学位論文要旨の「著者(カナ) タクボ,コウ」から始まり「学位種類 博士(理学)」で終わる部分を、「課程博士」を「論文博士」に置き換えて更新しなさい。

» **文書本文**:
_____

学位論文要旨



No 123261
著者(漢字) 田久保,耕
著者(英字)
著者(カナ) タクボ,コウ
標題(和) 幾何学的フラストレーションと軌道縮退を持つ遷移金属化合物の電子構造
標題(洋) Electronic structure of transition-metal compounds with geometrical frustration and orbital degeneracy
報告番号 123261
報告番号 甲23261
学位授与日 2008.03.24
学位種別 課程博士
学位種類 博士(理学)
学位記番号 博理第5142号
研究科 理学系研究科
専攻 物理学専攻
論文審査委員 主査: 東京大学 教授 青木,秀夫
 東京大学 教授 内田,慎一
 東京大学 教授 柿崎,明人
 東京大学 教授 押川,正毅
 東京大学 准教授 徳永,将史
内容要旨 要旨を表示する

幾何学的フラストレーションと軌道縮退を持つ遷移金属化合物は、近年、非常に興味を持たれている系である。我々は、4種の遷移金属化合物、AV2O4 (A=Li,Zn,Cd)、CuIr2S4、AGa2S4 (A=Ni,Fe)、Pr0.55(Ca1-ySry)0.45MnO3(PCSMO)の電子状態をX線光電子分光(XPS)、紫外線光電子分光(UPS)と、それに伴うモデル計算を用いて研究した。これらの物質の示す興味深い性質には、幾何学的フラストレーションと軌道縮退が重要な役割を果たしている。軌道自由度を持つスピネル型AV2O4 (A=Li,Zn,Cd)とCuIr2S4においては、格子歪みを伴う軌道整列によって電荷やスピンのフラストレーションの効果が解ける。それに伴う金属絶縁転移や、反強磁性転移の効果を観察した。一方、三角格子上にスピン自由度のみを持つAGa2S4では、フラストレーションの効果が最低温まで残り、スピン無秩序状態が実現する。光電子分光とモデル解析の結果から、この三角格子上のスピン相関を議論した。PCSMOでは、軌道縮退の効果によって様々な相競合がおこり、相分離現象、光誘起相転移などの異常な量子効果が現れる。この光誘起相転移に伴う電子状態変化を可視光レーザー照射を組み合わせたXPSによって明らかにした。

_____

» **行の抜粋**:
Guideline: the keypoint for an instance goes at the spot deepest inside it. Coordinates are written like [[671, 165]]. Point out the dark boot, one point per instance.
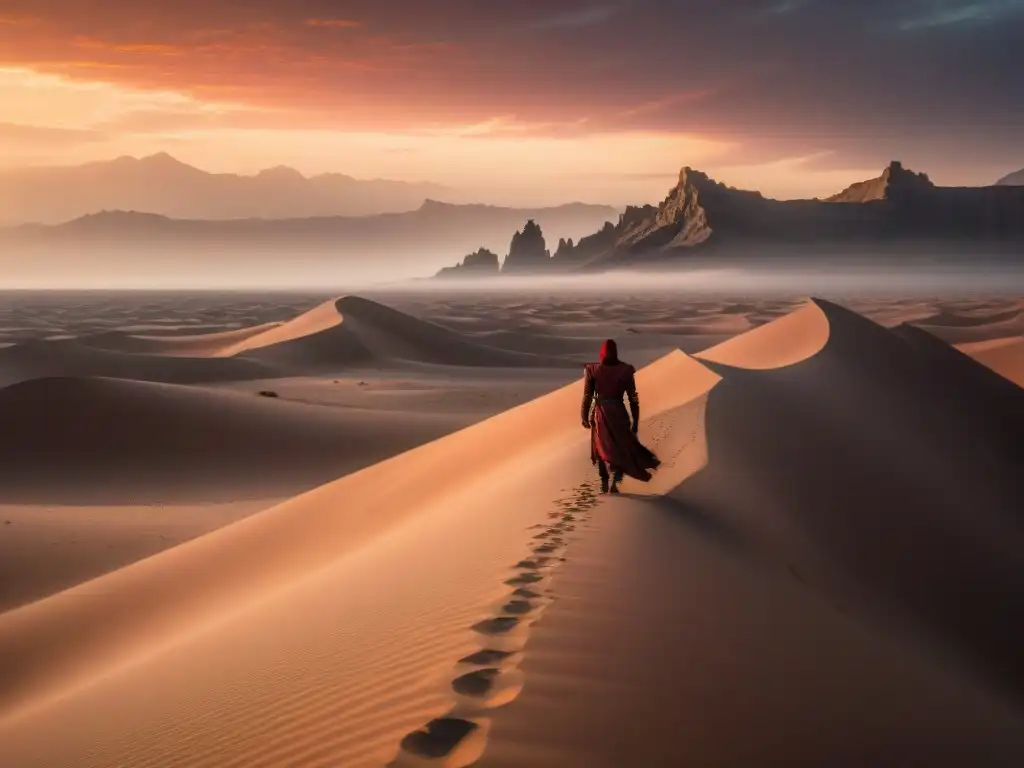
[[615, 479]]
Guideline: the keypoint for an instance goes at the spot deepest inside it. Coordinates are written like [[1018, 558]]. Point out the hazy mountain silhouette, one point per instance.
[[164, 185], [1013, 179], [128, 244]]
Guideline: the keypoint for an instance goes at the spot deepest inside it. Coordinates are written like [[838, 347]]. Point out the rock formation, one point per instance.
[[894, 180], [527, 252], [1012, 179], [482, 263], [897, 210]]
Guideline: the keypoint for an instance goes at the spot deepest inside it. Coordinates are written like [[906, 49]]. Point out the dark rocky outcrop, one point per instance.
[[897, 211], [482, 263], [894, 179], [527, 252], [1012, 179]]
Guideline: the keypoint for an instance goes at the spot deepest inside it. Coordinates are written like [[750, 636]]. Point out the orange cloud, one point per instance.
[[334, 24]]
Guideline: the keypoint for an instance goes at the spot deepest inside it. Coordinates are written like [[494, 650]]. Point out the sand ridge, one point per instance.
[[420, 584]]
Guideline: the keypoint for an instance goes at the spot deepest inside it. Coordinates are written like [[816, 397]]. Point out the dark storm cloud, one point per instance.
[[783, 77]]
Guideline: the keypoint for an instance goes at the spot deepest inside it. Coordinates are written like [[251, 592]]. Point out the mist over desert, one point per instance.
[[287, 528], [549, 384]]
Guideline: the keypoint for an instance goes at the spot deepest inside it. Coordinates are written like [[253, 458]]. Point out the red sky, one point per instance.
[[524, 101]]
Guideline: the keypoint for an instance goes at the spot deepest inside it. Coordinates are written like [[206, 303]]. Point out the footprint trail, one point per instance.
[[489, 678]]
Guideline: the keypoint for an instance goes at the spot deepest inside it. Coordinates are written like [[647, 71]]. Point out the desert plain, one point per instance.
[[287, 529]]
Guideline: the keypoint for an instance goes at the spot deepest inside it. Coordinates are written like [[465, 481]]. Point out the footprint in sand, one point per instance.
[[525, 593], [518, 607], [497, 626], [440, 738], [486, 657], [523, 579]]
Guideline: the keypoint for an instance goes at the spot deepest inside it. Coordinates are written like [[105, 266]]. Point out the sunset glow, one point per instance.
[[539, 103]]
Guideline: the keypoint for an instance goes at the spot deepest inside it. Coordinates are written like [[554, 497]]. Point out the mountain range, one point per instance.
[[161, 184], [1013, 179], [898, 212], [121, 247]]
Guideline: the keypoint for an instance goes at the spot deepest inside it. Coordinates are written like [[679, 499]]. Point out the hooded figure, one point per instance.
[[613, 443]]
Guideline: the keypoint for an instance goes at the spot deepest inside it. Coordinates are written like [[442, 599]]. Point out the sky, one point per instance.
[[532, 101]]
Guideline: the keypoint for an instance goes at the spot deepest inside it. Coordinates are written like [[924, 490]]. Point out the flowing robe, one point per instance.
[[611, 437]]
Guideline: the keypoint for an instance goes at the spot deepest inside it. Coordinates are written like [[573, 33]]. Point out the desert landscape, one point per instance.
[[264, 529]]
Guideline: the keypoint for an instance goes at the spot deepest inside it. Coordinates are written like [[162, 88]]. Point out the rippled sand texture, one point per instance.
[[825, 570]]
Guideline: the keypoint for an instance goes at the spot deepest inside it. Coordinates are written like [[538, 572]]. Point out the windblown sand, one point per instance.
[[397, 554]]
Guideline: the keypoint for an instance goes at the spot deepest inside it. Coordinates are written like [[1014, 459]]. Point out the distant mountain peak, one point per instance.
[[1012, 179], [893, 178], [281, 173]]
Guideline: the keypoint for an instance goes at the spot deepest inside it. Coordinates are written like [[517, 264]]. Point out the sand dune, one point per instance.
[[354, 330], [40, 358], [78, 440], [332, 337], [436, 491], [800, 585], [1005, 356]]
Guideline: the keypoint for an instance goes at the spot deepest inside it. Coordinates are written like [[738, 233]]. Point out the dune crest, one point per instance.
[[1005, 356], [382, 616], [785, 341], [335, 335], [122, 613]]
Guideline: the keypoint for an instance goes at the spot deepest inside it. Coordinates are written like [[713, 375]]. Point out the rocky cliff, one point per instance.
[[894, 179], [896, 210], [1013, 179], [483, 263], [527, 252]]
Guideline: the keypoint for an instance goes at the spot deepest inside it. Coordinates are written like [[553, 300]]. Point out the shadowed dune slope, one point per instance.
[[162, 599], [881, 464], [835, 458], [74, 357], [112, 441], [788, 340], [837, 586], [335, 335], [355, 330], [1005, 356]]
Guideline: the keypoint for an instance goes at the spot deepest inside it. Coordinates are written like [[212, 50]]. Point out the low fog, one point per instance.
[[330, 274]]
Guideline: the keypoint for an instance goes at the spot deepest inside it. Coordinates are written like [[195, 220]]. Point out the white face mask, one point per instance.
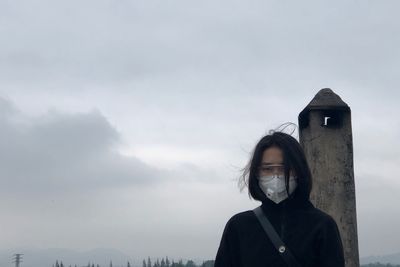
[[274, 187]]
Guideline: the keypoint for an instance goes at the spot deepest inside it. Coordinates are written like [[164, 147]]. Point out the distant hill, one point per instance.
[[47, 257], [389, 258]]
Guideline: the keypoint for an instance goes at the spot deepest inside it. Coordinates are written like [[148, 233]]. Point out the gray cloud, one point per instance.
[[64, 153]]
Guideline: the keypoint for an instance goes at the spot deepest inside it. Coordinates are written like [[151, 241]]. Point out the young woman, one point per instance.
[[278, 175]]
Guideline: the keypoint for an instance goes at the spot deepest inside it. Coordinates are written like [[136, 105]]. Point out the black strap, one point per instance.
[[275, 239]]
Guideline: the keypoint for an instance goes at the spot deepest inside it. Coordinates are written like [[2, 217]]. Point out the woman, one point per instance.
[[278, 175]]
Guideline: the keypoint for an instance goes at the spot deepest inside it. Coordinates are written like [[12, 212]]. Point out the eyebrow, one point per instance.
[[271, 164]]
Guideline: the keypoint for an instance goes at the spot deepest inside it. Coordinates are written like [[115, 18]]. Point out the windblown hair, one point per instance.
[[293, 159]]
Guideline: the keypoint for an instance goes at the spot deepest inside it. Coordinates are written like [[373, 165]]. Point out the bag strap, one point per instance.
[[275, 239]]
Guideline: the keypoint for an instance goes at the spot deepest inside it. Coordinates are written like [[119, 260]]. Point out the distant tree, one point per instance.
[[209, 263], [190, 263]]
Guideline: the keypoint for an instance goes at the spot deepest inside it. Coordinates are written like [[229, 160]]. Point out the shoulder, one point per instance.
[[322, 219], [241, 219]]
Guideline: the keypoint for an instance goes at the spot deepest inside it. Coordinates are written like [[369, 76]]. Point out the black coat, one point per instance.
[[311, 235]]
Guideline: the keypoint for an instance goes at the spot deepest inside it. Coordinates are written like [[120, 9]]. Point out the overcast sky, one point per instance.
[[124, 124]]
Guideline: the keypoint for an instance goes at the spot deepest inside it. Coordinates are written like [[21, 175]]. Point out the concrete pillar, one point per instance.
[[326, 137]]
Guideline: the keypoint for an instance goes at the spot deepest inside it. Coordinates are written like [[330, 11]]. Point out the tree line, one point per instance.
[[164, 262]]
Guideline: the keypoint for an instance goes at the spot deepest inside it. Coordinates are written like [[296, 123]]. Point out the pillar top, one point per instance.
[[326, 100]]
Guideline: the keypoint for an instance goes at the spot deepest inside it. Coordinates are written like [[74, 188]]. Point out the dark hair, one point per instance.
[[293, 159]]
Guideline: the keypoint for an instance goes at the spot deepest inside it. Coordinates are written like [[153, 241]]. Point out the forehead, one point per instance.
[[272, 155]]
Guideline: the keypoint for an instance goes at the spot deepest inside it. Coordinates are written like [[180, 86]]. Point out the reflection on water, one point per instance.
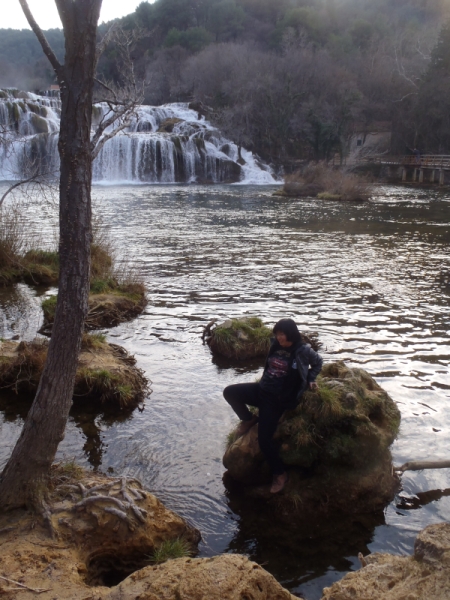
[[373, 279]]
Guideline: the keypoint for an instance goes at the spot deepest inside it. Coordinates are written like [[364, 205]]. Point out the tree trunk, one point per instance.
[[23, 480]]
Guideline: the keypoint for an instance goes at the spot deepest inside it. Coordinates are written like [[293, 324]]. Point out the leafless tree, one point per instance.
[[23, 480]]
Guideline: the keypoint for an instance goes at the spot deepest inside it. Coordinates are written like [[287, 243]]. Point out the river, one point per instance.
[[373, 279]]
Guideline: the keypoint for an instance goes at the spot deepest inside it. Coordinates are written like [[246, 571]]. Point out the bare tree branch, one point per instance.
[[101, 46]]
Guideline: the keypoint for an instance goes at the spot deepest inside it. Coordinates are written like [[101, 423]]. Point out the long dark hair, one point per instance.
[[290, 330]]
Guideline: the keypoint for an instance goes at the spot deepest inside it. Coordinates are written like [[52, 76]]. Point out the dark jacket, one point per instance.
[[309, 364]]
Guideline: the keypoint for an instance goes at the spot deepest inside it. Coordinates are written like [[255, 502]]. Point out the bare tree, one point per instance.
[[23, 481]]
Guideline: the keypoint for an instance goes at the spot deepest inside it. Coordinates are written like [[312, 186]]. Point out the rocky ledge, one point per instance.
[[106, 378], [103, 540], [426, 574]]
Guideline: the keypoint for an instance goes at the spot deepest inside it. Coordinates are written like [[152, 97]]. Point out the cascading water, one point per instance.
[[165, 144]]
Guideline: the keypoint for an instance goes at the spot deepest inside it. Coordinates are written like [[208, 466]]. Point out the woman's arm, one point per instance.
[[315, 362]]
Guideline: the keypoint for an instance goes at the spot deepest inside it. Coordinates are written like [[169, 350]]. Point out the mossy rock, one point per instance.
[[245, 338], [106, 376], [40, 125], [240, 338], [342, 429], [168, 124]]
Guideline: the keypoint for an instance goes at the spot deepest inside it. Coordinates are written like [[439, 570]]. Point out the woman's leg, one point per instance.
[[241, 394], [269, 415]]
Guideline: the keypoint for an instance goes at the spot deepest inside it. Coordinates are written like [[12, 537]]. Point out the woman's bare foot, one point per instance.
[[245, 426]]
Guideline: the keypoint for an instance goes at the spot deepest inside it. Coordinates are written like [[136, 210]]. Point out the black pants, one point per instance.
[[241, 394]]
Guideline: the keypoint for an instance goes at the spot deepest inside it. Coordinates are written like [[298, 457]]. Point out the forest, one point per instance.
[[290, 79]]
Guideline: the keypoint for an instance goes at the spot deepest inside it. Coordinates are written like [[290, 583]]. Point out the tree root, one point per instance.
[[420, 465]]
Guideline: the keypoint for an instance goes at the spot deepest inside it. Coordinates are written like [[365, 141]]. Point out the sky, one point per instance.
[[46, 15]]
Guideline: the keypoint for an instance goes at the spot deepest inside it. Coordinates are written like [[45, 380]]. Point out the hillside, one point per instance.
[[290, 79]]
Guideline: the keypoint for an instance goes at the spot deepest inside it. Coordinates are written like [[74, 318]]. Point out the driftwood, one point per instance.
[[207, 330], [420, 465]]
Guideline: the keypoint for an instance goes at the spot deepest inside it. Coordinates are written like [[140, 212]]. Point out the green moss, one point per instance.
[[108, 385], [239, 336], [329, 196], [49, 308], [93, 341], [170, 549]]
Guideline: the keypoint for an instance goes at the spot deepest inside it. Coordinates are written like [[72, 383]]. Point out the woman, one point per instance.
[[291, 367]]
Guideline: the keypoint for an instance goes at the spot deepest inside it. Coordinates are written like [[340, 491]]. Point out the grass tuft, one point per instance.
[[169, 550], [328, 183]]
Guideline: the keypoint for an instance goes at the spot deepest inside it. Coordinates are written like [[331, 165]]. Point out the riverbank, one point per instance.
[[107, 538]]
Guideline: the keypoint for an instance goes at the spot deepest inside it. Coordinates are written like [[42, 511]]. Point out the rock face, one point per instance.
[[387, 577], [340, 435], [227, 577], [103, 530]]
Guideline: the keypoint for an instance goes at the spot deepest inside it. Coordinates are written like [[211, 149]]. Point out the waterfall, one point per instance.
[[163, 144]]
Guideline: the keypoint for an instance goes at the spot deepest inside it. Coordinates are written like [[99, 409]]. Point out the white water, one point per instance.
[[194, 151]]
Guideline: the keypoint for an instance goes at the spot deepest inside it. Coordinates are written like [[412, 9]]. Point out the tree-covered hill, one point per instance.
[[291, 78]]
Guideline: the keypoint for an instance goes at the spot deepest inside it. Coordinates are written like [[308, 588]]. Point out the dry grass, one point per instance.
[[117, 384], [327, 183]]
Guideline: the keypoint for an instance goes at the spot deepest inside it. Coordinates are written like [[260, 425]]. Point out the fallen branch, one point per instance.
[[420, 465], [35, 590]]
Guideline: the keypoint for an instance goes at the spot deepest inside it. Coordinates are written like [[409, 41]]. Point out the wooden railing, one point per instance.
[[426, 161]]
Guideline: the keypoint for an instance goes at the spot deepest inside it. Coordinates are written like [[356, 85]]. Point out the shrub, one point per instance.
[[327, 183]]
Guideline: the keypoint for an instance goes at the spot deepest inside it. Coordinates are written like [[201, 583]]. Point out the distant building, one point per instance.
[[369, 140]]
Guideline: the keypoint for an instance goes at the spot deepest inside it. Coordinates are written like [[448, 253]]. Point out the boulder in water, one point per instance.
[[106, 378], [335, 445], [245, 338]]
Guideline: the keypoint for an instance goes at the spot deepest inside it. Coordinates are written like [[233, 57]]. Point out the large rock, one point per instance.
[[245, 338], [107, 377], [387, 577], [226, 577], [105, 532], [339, 435]]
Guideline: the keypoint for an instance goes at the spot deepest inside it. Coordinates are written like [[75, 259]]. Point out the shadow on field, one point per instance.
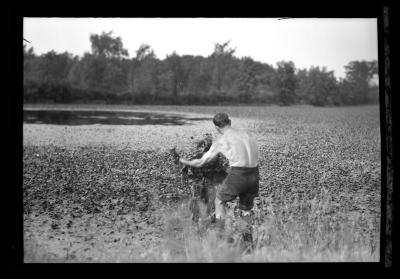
[[64, 117]]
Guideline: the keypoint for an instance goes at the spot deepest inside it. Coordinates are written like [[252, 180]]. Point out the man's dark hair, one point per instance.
[[221, 120]]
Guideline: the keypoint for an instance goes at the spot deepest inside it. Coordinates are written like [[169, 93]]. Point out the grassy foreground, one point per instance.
[[319, 193]]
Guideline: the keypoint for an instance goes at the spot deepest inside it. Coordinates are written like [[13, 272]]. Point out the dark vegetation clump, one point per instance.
[[203, 180]]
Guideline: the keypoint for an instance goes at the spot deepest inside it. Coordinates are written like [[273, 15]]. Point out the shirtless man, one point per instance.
[[243, 174]]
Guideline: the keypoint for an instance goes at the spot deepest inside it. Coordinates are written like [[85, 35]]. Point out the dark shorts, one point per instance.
[[242, 182]]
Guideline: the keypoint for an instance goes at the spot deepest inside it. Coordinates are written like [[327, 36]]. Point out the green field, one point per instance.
[[111, 193]]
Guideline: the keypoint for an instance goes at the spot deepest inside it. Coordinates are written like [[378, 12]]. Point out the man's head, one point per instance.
[[221, 120]]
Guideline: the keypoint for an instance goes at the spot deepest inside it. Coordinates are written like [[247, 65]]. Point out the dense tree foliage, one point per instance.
[[108, 75]]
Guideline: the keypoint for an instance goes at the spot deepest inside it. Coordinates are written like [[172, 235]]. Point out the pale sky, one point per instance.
[[307, 42]]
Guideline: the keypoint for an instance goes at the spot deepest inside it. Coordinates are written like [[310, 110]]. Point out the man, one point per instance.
[[243, 174]]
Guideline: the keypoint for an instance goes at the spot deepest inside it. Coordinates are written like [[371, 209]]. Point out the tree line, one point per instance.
[[108, 75]]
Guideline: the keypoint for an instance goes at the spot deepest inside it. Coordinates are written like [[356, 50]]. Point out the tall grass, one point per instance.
[[300, 232], [304, 231]]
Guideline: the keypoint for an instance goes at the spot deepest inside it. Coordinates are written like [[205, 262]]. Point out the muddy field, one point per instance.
[[101, 190]]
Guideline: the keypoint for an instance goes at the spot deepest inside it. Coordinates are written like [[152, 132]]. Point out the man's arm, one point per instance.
[[207, 157]]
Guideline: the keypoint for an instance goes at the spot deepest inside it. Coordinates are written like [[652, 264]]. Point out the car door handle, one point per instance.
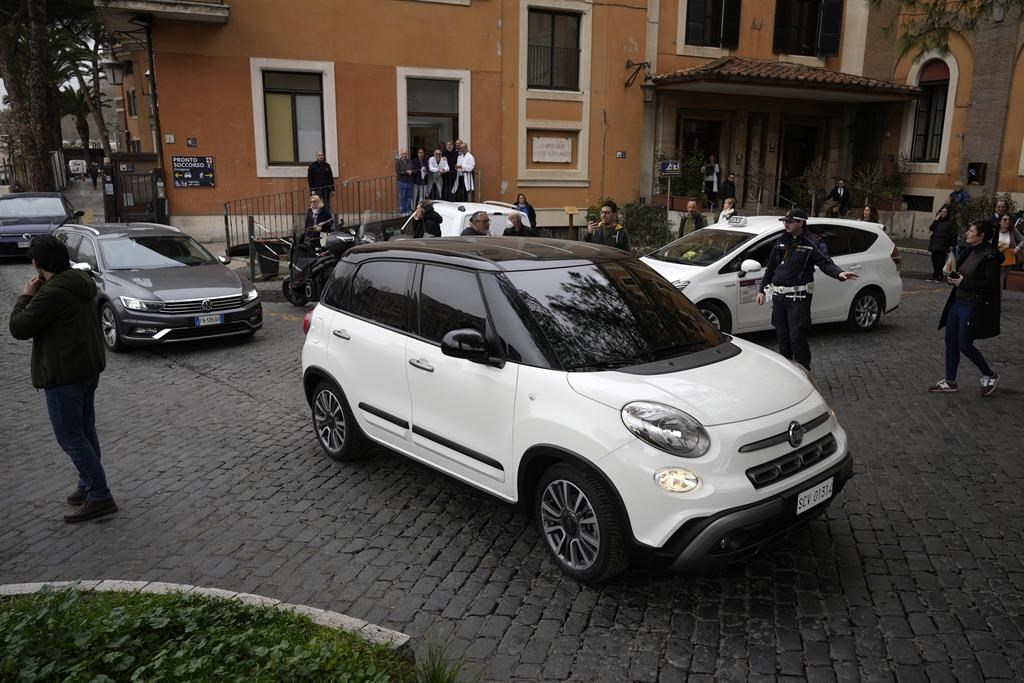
[[421, 364]]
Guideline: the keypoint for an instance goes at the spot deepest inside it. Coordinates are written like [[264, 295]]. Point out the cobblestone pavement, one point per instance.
[[914, 573]]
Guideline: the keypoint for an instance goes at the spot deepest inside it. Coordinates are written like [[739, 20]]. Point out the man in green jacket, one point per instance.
[[56, 311]]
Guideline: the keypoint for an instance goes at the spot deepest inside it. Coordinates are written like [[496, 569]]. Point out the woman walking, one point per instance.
[[943, 236], [972, 311]]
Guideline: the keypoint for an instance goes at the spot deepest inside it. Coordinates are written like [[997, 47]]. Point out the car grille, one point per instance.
[[792, 463], [196, 305]]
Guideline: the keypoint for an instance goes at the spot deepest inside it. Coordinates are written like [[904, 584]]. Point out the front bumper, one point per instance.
[[738, 534], [140, 328]]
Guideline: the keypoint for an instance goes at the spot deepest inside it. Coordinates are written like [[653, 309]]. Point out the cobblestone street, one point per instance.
[[914, 573]]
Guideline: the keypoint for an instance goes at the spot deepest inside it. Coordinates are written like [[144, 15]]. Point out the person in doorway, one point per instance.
[[788, 279], [972, 310], [712, 172], [56, 310], [479, 225], [465, 167], [404, 178], [608, 230], [941, 241], [321, 178], [526, 208], [692, 220], [421, 170], [728, 188], [841, 196]]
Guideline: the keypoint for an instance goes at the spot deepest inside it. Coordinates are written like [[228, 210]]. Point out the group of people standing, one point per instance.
[[445, 174]]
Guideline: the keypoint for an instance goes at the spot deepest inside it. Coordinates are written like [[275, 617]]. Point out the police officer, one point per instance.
[[788, 278]]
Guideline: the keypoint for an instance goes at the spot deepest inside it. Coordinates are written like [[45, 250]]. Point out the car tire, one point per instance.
[[865, 310], [335, 425], [577, 517], [109, 326], [291, 295], [717, 314]]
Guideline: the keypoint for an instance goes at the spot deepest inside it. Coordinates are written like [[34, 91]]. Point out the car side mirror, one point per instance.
[[466, 343], [748, 266]]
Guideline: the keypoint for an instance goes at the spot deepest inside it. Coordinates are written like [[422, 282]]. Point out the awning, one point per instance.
[[755, 78]]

_____

» **解答**:
著者(カナ) タクボ,コウ
標題(和) 幾何学的フラストレーションと軌道縮退を持つ遷移金属化合物の電子構造
標題(洋) Electronic structure of transition-metal compounds with geometrical frustration and orbital degeneracy
報告番号 123261
報告番号 甲23261
学位授与日 2008.03.24
学位種別 論文博士
学位種類 博士(理学)